"""

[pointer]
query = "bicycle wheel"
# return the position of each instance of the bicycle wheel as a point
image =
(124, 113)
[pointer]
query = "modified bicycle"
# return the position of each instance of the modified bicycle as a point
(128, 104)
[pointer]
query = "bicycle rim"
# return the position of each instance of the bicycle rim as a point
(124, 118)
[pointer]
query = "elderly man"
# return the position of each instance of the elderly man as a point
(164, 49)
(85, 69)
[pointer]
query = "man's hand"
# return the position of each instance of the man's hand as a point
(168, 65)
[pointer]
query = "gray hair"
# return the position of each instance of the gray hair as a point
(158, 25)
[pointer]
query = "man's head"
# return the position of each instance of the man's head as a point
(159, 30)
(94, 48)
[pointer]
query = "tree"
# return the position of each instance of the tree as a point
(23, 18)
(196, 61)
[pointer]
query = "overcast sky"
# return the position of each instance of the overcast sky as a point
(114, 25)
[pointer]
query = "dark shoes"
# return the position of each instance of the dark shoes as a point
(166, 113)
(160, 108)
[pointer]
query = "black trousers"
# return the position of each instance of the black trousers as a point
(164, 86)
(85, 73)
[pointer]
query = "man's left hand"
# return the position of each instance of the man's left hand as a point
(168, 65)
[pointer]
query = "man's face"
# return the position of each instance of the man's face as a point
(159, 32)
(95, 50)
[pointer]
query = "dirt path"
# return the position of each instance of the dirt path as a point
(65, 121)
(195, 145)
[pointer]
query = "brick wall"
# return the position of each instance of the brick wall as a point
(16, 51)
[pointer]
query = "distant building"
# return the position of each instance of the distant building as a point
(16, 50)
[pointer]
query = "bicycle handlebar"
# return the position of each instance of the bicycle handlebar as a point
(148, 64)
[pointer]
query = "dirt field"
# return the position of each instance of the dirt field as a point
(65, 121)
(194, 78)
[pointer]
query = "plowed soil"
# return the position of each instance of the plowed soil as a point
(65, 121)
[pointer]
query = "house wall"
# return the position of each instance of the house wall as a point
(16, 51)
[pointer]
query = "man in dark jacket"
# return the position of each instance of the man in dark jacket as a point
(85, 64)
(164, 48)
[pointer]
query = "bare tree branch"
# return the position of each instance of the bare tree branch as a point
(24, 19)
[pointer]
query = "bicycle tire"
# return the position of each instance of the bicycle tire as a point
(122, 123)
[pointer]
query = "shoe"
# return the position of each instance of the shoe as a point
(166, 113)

"""

WHAT YOU ARE ASKED TO DO: Show every line of the material above that contains the string "tree", copying each line in full. Case matters.

TASK RESULT:
query = "tree"
# return the position of each instance of the tree as a point
query = "bare tree branch"
# return the position of each instance of the bare tree branch as a point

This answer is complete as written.